- [Exercise instructions]:
(a) According to the post on hype and substance, older movie descriptions used to give an immediate sense of which aspects of a movie? List every aspect it names.
(b) Decide whether each statement below agrees with the post on hype and substance. Answer yes or no for each, and quote the words from the post that settle it.
(i) The post's title comes from a book by Douglas Hofstadter.
(ii) The hardcopy edition of the writer's book will come out before the Kindle edition.
(iii) In the Star Trek source material, it took 79 episodes and 15 years before the heroes grieved openly for each other.
(c) Write the next part of the post on hype and substance, picking up right after its final sentence.

- [Provided passage]:
★ ★ ★ ★ ★

The Root of all Evil, sometimes

Yes, It’s a grandiose title for a post.  And it does not refer to my book.  And let me quickly remind everyone: the book will be out in the next few weeks on Kindle, hardcopy edition to follow.

But I didn’t write it.  It comes from Douglas Hofstadter’s “Godel Escher Bach”.  It’s been on my mind because of several recent conversations.  First, a patient was describing what’s wrong with our service economy.  Whether you agree with her or not, she had a point that we are very heavy on marketing and light on manufacturing, and worse that there is a dearth of substance and a great deal of hype.

My own association to that was for a moment the awful description of movies you now see on your channel guide or even in the major newspapers.  Where you used to get an immediate, engaging, and welcoming sense of the movie’s content, tone, attitude, and so on, now you get advertisement – a description of the basic plot you might read in advertising 101, designed to inform in the safest, dullest terms so the most naïve and inexperienced of us will dutifully sit at the screen at the appointed time.  That brought to mind the reviews I have read of the latest James Bond movie.  Same problem, the critics say:  endless reference to previous Bond movies, short on substance, short on anything that sticks with you.  It seems to me that was the problem with the last two Bond movies and with the Star Trek reboot.  Looking at the latter, it took by comparison with the source material 79 episodes and 15 years for us to see our heroes grieving unabashedly for each other and shouting with rage.  In the recent movies, these characters have hardly met and already all this hyper drama happens.  You have great bombast, endless “money shots” (ultra dramatic camera angles and moves), but little or nothing holding it up.  As a result these things run out of gas very soon and seem quickly forgettable when you leave the theater.

★ ★ ★ ★ ★

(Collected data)
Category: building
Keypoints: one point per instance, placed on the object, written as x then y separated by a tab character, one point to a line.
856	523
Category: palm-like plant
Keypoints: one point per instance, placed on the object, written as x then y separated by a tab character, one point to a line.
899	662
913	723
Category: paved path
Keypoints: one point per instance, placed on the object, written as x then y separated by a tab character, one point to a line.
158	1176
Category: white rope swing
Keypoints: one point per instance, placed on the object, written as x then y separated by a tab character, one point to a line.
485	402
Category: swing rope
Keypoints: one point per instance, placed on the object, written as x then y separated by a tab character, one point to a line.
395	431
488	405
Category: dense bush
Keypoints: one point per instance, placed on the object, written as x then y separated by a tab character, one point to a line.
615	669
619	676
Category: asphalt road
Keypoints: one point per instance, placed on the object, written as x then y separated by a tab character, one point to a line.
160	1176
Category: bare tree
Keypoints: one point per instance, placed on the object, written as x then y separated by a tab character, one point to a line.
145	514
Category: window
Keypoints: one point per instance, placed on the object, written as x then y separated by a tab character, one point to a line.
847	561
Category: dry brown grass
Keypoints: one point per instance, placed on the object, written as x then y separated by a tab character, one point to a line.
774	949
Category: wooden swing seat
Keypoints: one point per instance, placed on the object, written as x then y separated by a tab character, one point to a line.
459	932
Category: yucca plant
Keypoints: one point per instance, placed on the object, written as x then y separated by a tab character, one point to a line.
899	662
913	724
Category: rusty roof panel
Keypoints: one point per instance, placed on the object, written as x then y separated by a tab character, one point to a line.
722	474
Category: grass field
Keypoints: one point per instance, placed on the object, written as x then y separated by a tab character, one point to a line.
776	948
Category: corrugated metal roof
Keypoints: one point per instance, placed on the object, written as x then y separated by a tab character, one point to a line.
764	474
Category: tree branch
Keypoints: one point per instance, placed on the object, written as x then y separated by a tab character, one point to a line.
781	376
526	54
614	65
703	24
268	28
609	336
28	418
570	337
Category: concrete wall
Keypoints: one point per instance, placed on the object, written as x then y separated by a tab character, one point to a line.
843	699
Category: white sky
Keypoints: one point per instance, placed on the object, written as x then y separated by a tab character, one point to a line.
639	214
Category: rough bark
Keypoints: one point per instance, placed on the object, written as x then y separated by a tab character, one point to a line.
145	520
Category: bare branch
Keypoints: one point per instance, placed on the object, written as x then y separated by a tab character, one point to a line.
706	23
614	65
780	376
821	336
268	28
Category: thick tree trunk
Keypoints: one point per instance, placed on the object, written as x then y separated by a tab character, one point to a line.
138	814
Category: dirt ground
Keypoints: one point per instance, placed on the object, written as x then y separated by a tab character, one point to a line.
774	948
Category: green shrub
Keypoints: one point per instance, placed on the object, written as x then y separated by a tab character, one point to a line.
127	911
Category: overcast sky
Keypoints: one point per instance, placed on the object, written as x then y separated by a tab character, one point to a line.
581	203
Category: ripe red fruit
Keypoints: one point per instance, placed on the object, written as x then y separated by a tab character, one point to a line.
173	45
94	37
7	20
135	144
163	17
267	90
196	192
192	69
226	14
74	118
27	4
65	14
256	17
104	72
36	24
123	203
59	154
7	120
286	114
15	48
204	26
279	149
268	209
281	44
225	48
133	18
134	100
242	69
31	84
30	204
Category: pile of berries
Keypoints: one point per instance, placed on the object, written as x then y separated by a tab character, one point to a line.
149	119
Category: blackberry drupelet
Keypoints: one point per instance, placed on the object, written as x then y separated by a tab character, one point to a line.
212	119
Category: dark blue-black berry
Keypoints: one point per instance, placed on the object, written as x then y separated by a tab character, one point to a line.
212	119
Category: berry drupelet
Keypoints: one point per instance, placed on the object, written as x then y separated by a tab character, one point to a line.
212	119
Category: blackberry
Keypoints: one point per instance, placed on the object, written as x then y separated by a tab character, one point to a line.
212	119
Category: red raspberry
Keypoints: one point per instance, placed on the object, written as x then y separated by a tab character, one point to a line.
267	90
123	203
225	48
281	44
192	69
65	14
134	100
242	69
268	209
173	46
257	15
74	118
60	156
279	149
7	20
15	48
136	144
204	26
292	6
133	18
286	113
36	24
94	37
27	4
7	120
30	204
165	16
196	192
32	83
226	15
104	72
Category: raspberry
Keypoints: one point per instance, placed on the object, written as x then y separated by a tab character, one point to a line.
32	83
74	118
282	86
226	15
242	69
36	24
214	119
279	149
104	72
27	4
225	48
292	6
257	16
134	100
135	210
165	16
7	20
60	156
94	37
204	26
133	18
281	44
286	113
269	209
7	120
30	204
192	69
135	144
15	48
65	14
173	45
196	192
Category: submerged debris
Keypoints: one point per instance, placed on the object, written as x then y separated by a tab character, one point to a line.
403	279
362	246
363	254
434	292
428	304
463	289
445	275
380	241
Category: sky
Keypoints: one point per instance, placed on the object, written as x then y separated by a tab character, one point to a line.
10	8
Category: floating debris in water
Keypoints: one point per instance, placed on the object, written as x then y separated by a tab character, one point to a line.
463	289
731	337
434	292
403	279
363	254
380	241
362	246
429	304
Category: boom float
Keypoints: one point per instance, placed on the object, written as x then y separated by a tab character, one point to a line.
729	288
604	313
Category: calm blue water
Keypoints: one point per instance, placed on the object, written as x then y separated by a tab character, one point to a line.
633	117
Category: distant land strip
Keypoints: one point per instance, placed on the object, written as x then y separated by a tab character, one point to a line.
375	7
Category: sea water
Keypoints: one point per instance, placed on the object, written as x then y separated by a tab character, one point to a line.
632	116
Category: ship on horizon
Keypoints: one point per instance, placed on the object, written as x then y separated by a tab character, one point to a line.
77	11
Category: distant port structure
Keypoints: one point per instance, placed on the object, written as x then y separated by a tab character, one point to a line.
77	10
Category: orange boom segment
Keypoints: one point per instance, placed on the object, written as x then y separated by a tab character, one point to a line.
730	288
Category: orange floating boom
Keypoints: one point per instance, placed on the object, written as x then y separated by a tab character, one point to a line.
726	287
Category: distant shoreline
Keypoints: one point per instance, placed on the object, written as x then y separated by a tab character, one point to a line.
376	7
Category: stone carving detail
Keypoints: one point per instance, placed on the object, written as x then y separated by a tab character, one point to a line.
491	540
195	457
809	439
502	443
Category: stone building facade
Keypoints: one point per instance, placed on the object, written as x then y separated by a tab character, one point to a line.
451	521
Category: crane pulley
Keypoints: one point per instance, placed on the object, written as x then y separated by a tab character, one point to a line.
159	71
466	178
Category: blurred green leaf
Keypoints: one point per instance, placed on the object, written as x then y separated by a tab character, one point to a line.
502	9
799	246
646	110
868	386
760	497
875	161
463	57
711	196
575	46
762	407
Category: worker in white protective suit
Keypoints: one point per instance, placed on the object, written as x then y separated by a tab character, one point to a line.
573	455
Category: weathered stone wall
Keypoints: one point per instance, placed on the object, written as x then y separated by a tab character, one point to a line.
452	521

★ ★ ★ ★ ★

- [Results for each task]:
(a)
- content
- tone
- attitude

(b)
(i) Yes: "It comes from Douglas Hofstadter’s “Godel Escher Bach”."
(ii) No: "the book will be out in the next few weeks on Kindle, hardcopy edition to follow."
(iii) Yes: "it took by comparison with the source material 79 episodes and 15 years for us to see our heroes grieving unabashedly for each other and shouting with rage."

(c)
In the introduction to his famous book, Hofstadter articulates the dangers of self reference.  He concludes with the illustration “I am lying”, which leads to an endless paradox, a Mobius loop that cannot be resolved.  It’s a dead end.  The critics – and we thoughtful fans – who comment that the comic book driven sensibility of many films leaves one feeling deadened, bored, vaguely depressed, are I believe responding, if only intuitively, to what Hofstadter has identified more explicitly as a dead end.

Why is this all important – apart from the hope that we’ll get better movies?  The thrust of so many healing workshops in so many disciplines is this issue.  It’s often about breaking out of self-consciousness, out of overthinking, out of self reference.  Anyone who has studied acting or improvisation – or taken classes in these as part of their personal development – knows that this is often the single greatest goal:  simply to drop self-consciousness, to focus on the other person, turn one’s attention, energy, and anxieties outward, away from yourself; in this way, you combat inhibition, constriction, self-consciousness, and ultimately indecision or even immobility.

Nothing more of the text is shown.